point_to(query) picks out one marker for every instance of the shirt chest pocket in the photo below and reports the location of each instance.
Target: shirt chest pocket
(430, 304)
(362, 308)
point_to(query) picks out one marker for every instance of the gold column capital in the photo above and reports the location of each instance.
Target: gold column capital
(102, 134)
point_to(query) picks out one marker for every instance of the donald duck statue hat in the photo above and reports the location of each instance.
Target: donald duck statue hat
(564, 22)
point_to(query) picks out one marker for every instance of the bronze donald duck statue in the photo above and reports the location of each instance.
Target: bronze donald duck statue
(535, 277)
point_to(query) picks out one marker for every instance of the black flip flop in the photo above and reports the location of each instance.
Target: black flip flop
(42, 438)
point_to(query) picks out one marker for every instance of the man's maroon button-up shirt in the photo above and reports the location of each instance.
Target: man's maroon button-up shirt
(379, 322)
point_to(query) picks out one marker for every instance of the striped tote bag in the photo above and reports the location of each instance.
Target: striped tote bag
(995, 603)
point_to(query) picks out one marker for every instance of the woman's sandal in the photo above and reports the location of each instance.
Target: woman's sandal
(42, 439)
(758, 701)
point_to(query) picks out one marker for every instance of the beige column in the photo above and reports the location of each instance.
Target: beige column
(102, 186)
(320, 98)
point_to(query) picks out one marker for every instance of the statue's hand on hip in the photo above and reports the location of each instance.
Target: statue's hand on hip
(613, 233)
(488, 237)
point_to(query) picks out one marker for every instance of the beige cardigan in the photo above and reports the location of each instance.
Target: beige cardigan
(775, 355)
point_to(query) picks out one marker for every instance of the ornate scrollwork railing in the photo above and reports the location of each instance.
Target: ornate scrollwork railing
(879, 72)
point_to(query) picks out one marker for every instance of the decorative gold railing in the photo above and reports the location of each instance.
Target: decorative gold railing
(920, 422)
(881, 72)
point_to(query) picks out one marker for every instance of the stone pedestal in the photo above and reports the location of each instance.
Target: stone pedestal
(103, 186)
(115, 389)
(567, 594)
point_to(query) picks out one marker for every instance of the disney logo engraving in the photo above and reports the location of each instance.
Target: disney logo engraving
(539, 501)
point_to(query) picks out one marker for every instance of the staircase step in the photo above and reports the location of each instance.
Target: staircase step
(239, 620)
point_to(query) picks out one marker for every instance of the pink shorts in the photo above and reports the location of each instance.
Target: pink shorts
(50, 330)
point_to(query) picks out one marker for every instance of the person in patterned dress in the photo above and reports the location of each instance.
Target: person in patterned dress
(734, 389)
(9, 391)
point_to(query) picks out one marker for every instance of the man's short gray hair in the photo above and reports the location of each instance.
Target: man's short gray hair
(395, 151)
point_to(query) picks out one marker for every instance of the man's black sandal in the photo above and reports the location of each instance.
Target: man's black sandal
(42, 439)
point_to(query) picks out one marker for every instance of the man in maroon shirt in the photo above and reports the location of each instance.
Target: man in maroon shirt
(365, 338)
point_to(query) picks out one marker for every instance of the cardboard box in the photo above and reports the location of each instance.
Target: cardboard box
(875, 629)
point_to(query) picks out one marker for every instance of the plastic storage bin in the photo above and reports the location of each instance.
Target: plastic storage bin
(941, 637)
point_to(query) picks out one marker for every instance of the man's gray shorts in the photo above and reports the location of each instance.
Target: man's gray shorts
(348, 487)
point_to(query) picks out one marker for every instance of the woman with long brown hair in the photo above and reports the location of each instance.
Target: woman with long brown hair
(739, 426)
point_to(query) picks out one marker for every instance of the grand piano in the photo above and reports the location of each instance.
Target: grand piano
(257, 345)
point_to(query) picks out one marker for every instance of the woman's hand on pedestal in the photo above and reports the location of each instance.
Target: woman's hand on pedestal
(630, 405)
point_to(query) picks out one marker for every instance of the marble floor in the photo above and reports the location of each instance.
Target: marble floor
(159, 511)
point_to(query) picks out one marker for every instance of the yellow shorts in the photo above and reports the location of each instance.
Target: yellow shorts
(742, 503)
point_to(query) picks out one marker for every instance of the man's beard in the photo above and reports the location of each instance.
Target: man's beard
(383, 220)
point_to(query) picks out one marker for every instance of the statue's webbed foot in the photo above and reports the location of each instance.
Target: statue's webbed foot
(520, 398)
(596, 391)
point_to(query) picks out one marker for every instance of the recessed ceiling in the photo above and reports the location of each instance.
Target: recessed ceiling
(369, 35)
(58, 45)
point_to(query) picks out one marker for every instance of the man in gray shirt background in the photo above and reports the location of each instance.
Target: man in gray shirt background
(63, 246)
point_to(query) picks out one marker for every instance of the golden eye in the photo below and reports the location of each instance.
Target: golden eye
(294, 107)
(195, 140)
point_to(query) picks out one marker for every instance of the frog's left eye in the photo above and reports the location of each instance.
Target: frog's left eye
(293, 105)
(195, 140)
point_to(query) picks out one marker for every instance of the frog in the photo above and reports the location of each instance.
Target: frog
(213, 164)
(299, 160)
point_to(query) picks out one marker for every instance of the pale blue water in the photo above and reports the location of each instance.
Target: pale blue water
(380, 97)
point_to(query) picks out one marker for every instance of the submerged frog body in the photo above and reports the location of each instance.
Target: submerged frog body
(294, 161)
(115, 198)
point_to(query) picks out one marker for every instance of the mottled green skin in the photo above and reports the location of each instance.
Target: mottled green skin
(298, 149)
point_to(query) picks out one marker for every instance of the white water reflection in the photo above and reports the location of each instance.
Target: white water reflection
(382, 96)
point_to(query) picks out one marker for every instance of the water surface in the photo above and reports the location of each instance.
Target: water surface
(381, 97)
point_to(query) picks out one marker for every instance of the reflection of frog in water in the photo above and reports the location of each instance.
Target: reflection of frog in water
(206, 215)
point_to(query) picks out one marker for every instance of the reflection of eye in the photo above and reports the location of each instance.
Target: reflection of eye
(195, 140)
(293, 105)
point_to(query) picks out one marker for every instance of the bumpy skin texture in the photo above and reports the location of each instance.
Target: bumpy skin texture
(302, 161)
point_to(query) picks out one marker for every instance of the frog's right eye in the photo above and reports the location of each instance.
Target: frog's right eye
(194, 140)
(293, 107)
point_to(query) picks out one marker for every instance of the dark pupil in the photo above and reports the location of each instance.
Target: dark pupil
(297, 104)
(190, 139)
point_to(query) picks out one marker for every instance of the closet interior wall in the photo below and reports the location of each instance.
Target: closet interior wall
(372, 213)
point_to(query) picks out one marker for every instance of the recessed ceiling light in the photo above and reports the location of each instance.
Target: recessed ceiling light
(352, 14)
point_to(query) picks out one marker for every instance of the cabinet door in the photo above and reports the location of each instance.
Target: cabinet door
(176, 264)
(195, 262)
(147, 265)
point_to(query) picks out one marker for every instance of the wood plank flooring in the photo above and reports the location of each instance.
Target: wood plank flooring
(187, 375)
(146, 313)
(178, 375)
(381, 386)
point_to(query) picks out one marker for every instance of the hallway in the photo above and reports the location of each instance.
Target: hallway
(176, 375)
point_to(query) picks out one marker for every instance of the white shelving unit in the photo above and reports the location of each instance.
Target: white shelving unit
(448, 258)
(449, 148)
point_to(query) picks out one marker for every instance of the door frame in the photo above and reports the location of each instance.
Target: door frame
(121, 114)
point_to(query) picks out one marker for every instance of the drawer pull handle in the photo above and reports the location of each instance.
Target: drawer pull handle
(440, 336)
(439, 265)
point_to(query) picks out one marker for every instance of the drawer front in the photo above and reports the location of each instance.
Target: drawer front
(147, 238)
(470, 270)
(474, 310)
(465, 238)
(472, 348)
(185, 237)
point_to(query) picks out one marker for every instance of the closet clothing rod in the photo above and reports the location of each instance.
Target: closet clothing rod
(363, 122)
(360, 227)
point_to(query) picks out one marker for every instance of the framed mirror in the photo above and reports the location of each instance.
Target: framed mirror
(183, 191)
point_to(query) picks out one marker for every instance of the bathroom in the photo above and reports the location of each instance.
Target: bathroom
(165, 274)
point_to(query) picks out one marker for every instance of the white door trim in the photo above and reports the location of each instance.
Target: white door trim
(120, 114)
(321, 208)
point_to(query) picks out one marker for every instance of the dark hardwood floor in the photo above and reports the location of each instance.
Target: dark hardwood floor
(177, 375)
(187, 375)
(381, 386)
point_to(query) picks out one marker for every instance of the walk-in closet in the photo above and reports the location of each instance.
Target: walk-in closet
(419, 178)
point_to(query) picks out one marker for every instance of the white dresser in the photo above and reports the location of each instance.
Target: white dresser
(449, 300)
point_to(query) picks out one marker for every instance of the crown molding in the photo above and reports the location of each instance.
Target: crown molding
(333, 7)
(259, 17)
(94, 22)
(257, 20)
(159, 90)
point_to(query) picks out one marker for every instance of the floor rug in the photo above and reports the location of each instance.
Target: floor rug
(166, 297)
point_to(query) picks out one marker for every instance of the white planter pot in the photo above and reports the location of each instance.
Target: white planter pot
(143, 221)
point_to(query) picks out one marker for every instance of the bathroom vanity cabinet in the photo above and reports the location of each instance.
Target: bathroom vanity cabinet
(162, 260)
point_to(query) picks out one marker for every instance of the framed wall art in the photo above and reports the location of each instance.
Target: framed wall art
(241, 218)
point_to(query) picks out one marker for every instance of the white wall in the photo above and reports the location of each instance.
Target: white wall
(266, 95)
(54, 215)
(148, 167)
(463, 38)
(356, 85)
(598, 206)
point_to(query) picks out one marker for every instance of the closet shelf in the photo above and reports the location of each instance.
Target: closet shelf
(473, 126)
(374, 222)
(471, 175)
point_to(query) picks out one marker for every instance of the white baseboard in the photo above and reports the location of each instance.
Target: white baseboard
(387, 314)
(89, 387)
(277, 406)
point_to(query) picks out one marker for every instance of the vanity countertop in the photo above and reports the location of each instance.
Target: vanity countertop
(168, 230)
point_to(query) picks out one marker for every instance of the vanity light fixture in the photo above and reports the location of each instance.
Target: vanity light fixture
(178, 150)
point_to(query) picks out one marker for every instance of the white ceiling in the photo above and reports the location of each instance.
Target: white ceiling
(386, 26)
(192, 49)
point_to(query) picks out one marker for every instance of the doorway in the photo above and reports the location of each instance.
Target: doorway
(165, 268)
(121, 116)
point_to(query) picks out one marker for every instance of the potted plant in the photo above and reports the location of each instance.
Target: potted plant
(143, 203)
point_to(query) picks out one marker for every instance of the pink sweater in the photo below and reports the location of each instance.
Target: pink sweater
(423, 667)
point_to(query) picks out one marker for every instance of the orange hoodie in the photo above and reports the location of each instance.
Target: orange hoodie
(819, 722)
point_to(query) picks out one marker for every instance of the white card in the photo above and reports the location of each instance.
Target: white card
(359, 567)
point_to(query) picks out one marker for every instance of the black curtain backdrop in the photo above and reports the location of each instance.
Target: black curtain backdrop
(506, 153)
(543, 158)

———

> **YOUR TASK**
In the entries above, take the line containing "the pink sweater" and each later line through the last, and repeat them exactly. Output nothing else.

> **SOLUTION TO THE EXERCISE**
point_to(query) picks out one marker for every instance of the pink sweater in the photo below and reports the location of each instance.
Target: pink sweater
(423, 667)
point_to(query) picks out one marker for every instance of the orange hoodie in the photo above and reports the location of each instance.
Target: orange hoodie
(819, 722)
point_to(query) picks out one marker for every instance of the white card in the photo above and reports the location of each instance.
Target: white card
(359, 567)
point_to(query) picks out one marker for every instance of the black curtain backdrop in the photo above and reports the location of each instance.
Target: black curtain backdrop
(506, 153)
(543, 158)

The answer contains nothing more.